_GIVEN EXERCISE_. Put the lines of the entries below into a Markdown table with the columns Row and Line, starting at the line that contains "Given the image above, enumerate every vertical" and stopping after the line that contains "[444,145,478,163]". Number each row and leave out blank lines.

[Begin DATA SECTION]

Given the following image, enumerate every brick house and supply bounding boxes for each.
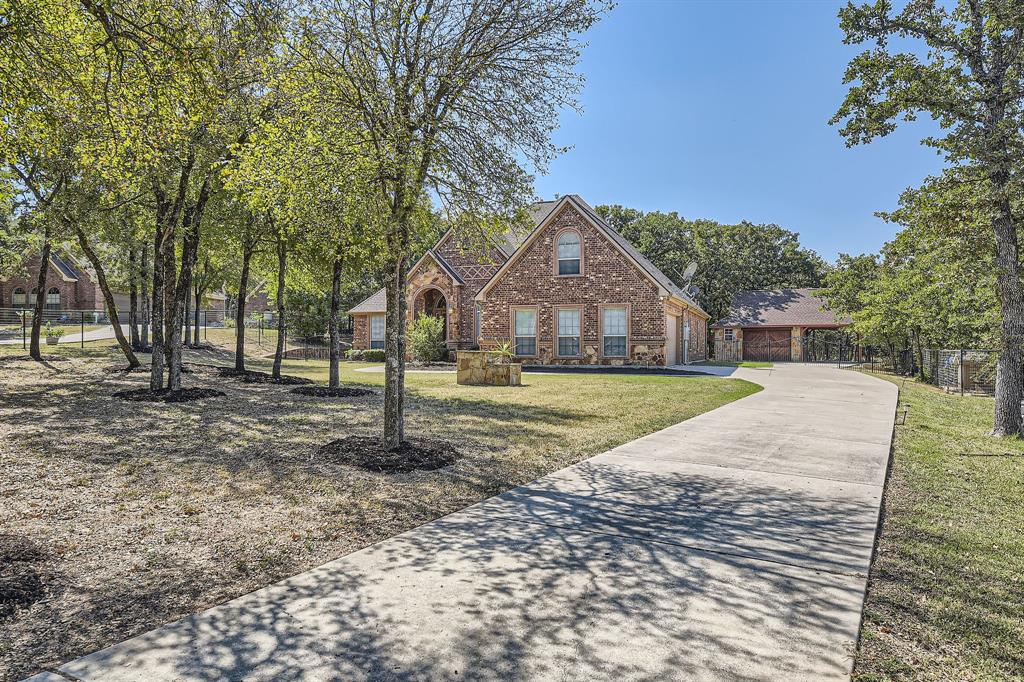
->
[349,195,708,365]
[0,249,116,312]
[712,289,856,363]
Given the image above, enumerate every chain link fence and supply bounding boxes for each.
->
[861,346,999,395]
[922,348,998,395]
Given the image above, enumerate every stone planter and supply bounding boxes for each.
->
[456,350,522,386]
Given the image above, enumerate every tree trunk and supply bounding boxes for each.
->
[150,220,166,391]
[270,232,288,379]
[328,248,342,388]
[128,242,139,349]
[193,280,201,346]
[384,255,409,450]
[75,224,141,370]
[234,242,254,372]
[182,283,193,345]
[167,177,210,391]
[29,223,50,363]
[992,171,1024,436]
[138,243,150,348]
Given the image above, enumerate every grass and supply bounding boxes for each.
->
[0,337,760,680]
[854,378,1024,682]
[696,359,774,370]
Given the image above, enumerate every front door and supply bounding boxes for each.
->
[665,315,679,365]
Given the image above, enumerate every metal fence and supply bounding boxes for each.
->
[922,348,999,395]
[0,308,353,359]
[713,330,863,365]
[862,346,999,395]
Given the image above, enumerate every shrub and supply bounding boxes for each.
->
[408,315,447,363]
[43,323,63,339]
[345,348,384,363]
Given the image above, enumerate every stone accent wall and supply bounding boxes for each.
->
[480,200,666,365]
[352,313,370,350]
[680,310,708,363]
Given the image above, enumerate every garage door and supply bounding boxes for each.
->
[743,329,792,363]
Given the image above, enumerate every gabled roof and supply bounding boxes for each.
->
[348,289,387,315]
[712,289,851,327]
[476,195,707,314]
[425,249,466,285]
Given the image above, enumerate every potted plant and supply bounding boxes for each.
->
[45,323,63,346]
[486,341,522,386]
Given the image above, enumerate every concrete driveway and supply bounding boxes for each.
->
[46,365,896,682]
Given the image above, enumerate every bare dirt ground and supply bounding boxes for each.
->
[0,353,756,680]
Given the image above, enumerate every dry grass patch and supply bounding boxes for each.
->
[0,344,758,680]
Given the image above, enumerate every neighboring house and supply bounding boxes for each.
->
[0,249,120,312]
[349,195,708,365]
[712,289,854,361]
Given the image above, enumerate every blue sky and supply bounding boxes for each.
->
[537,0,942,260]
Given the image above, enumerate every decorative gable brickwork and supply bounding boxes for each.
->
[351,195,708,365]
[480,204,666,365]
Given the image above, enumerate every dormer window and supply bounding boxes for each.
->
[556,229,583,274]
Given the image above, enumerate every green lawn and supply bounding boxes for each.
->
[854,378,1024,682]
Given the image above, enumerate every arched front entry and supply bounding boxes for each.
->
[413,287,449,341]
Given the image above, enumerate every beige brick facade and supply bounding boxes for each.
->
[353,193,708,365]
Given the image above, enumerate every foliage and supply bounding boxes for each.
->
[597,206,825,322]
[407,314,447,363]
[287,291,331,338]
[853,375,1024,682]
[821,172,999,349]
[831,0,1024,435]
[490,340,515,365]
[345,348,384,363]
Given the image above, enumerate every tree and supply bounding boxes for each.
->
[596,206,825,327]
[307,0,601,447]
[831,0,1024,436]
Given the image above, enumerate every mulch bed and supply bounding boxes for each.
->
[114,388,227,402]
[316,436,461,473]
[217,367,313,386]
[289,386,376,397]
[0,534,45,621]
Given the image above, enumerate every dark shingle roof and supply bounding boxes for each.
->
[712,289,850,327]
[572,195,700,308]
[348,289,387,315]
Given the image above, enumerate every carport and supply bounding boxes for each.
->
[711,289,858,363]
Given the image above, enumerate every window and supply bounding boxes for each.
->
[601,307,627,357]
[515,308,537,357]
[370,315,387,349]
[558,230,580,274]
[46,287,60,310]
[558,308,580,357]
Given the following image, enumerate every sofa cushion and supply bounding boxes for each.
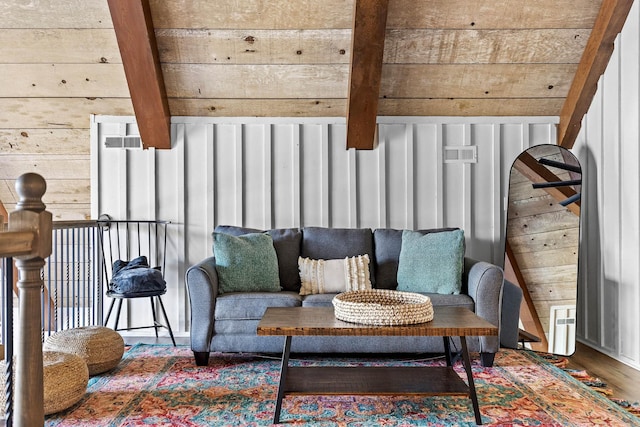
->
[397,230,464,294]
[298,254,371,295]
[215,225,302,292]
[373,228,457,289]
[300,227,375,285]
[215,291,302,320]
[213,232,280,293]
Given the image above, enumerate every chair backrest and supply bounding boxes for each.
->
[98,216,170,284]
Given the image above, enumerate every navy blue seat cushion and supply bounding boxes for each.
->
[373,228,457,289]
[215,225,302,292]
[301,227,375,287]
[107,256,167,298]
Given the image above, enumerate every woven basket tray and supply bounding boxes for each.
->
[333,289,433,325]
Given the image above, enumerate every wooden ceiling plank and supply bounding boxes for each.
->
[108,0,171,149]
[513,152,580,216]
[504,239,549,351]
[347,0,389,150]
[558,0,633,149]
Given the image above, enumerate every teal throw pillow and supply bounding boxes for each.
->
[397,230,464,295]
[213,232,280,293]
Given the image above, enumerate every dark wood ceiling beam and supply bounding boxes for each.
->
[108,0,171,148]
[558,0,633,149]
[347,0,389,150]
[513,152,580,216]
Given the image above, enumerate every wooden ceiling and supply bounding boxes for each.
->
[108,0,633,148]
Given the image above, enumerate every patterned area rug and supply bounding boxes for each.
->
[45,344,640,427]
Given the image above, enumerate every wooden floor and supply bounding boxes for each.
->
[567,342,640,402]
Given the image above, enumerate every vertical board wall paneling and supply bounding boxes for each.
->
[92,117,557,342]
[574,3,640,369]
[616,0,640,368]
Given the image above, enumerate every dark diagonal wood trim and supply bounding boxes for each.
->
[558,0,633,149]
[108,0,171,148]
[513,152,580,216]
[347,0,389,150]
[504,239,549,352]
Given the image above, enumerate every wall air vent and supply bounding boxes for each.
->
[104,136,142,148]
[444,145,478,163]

[End DATA SECTION]
[Begin DATA SECTION]

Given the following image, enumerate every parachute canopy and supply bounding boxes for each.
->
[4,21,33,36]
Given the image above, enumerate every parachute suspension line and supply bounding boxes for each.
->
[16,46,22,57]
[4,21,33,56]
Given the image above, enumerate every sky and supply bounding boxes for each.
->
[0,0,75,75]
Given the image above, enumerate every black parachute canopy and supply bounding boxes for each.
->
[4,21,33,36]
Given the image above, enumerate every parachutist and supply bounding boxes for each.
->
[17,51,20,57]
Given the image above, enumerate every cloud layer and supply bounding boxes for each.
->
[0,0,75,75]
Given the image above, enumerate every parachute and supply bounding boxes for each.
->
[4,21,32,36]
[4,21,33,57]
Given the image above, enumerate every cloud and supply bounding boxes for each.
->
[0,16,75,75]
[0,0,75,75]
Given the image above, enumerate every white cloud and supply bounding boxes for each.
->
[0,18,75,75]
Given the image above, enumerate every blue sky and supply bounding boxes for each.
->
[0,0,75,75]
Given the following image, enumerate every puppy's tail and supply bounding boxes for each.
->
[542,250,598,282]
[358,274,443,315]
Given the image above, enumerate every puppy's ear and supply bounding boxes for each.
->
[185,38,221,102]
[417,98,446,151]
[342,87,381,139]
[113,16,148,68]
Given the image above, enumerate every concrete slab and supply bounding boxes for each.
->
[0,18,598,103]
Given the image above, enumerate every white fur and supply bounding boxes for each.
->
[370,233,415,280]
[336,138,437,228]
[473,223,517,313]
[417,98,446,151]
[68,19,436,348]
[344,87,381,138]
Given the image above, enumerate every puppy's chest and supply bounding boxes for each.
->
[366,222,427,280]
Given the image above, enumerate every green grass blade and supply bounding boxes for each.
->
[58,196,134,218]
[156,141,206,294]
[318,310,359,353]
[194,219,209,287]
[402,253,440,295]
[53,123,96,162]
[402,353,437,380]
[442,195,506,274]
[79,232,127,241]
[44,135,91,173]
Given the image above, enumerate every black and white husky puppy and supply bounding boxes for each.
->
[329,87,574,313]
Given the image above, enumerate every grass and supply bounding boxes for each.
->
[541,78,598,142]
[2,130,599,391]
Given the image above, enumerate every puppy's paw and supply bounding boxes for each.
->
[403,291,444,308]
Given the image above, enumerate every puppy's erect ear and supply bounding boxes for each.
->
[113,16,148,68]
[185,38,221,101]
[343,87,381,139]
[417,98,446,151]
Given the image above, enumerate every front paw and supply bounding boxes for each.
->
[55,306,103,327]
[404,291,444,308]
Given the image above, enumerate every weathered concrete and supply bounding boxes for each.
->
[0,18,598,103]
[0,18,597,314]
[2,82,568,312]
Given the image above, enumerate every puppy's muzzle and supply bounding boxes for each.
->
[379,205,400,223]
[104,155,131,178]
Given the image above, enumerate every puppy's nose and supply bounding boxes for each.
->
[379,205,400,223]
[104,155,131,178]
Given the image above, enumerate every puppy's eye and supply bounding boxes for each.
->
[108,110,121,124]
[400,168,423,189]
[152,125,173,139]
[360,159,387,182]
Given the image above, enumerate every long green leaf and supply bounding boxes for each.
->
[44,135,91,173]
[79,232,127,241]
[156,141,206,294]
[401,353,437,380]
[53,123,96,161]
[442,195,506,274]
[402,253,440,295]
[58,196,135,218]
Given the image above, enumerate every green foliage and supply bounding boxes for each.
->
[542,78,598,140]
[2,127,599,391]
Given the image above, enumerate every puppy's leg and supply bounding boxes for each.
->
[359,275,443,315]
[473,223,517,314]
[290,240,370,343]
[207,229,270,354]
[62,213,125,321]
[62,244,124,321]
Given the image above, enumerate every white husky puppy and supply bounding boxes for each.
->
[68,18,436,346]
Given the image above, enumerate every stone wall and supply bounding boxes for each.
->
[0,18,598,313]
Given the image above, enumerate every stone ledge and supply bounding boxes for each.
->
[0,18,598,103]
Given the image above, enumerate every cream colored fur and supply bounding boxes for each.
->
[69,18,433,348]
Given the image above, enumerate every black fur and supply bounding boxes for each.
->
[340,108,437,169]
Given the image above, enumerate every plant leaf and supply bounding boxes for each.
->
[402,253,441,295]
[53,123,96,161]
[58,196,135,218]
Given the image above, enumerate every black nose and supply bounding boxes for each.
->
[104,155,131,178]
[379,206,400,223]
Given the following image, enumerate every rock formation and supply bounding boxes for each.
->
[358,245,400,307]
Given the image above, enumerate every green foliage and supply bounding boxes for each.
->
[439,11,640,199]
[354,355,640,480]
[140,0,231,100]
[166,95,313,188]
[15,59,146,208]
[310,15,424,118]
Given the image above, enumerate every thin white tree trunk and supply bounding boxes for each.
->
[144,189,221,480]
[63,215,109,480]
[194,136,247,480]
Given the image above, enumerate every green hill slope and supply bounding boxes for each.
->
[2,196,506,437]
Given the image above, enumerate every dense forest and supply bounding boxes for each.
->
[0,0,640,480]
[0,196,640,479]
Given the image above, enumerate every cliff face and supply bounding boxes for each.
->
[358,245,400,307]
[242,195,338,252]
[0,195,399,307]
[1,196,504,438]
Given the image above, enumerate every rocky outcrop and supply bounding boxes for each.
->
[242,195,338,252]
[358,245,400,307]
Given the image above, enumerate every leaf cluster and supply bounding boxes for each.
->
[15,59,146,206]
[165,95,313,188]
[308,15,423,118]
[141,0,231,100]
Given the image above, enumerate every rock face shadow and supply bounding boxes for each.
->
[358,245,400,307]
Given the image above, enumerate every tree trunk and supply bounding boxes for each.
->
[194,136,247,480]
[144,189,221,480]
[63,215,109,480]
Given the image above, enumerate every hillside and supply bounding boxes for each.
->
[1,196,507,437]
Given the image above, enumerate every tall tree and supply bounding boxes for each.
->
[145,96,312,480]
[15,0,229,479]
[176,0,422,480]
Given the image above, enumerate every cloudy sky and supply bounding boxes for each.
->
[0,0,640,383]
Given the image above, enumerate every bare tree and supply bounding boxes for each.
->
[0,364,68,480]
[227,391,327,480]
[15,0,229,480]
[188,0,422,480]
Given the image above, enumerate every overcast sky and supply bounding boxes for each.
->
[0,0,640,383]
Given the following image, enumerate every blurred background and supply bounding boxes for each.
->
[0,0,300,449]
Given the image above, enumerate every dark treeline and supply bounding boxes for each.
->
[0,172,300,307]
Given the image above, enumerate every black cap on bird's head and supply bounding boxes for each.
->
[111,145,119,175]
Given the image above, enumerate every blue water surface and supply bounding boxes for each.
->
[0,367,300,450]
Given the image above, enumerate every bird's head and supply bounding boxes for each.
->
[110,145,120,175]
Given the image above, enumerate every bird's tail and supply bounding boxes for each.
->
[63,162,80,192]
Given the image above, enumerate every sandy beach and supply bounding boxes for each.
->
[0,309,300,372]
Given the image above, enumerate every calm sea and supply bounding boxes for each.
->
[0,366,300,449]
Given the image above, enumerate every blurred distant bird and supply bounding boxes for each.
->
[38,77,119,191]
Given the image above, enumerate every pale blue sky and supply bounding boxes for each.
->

[End DATA SECTION]

_ANSWER TO THE PROBLEM_.
| Row | Line |
|---|---|
| 1 | Given the image above, enumerate every vertical board wall paneling and supply bounding boxes for each. |
| 2 | -> |
| 3 | [92,117,557,342] |
| 4 | [574,3,640,369] |
| 5 | [616,0,640,368] |
| 6 | Given the image above, enumerate every dark diagonal wood trim and supply bounding boxes for each. |
| 7 | -> |
| 8 | [558,0,633,149] |
| 9 | [108,0,171,148] |
| 10 | [513,152,580,216] |
| 11 | [347,0,389,150] |
| 12 | [504,239,549,352] |
| 13 | Given the image above, enumerate every wall air vent and supply bounding boxes for each. |
| 14 | -> |
| 15 | [104,136,142,148] |
| 16 | [444,145,478,163] |